(Rows of box annotation data)
• • • •

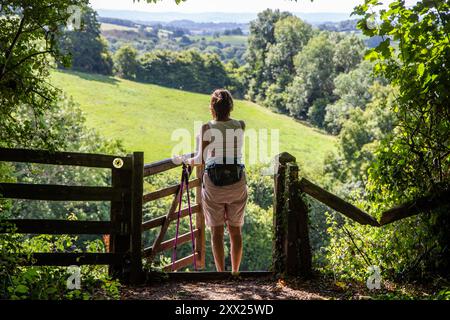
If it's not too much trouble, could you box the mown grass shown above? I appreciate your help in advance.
[190,35,248,46]
[52,71,335,176]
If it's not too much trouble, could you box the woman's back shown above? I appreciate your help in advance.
[204,119,245,165]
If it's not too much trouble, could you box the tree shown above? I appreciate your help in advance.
[325,61,380,135]
[114,45,139,80]
[60,6,113,75]
[287,32,335,122]
[0,0,87,148]
[287,31,363,127]
[246,9,291,101]
[263,16,313,112]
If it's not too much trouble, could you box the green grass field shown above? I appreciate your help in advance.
[190,35,248,46]
[100,23,138,32]
[52,71,335,175]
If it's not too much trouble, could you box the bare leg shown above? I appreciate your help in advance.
[211,226,225,272]
[228,226,242,272]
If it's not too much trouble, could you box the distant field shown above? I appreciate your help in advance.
[191,36,247,46]
[100,23,138,31]
[52,71,335,175]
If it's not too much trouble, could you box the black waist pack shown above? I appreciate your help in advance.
[206,163,244,187]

• • • •

WORK TO BE COMPLETED: Reproduce all of the data above with every instance of "shown above" changed to "pictured above" and everything else left as it is. Omit the pictures from your answer.

CORRECT ANSWER:
If it's not too much trouble, could you box the mown grass pictured above? I appreciate your help in advance.
[190,35,248,46]
[52,71,335,176]
If it's not too much trouble, could you box the woman's back pictured above? I appreciate your help in advance.
[204,119,245,165]
If it's not too much trouble, could you box the tree pictured above? I appreciate your help in advance.
[325,61,380,135]
[114,45,139,80]
[60,6,113,75]
[287,32,335,122]
[0,0,87,148]
[287,31,363,127]
[246,9,291,101]
[263,16,313,112]
If it's not too much trouble, could you box the green grass field pictured above? I appreciate your help in advance.
[190,35,248,46]
[100,23,138,32]
[52,71,335,175]
If it's not too much trouble, could you box the bare leg pictured above? I appreciate your help in advance.
[211,226,225,272]
[228,226,242,272]
If it's not too much trouble, could you box the distant field pictured above? I appreciate your help in advance.
[191,36,247,46]
[100,23,138,31]
[52,71,335,175]
If it's not too much trouble, could you box the black waist pack pictured above? I appreciate your help in advance.
[206,163,244,187]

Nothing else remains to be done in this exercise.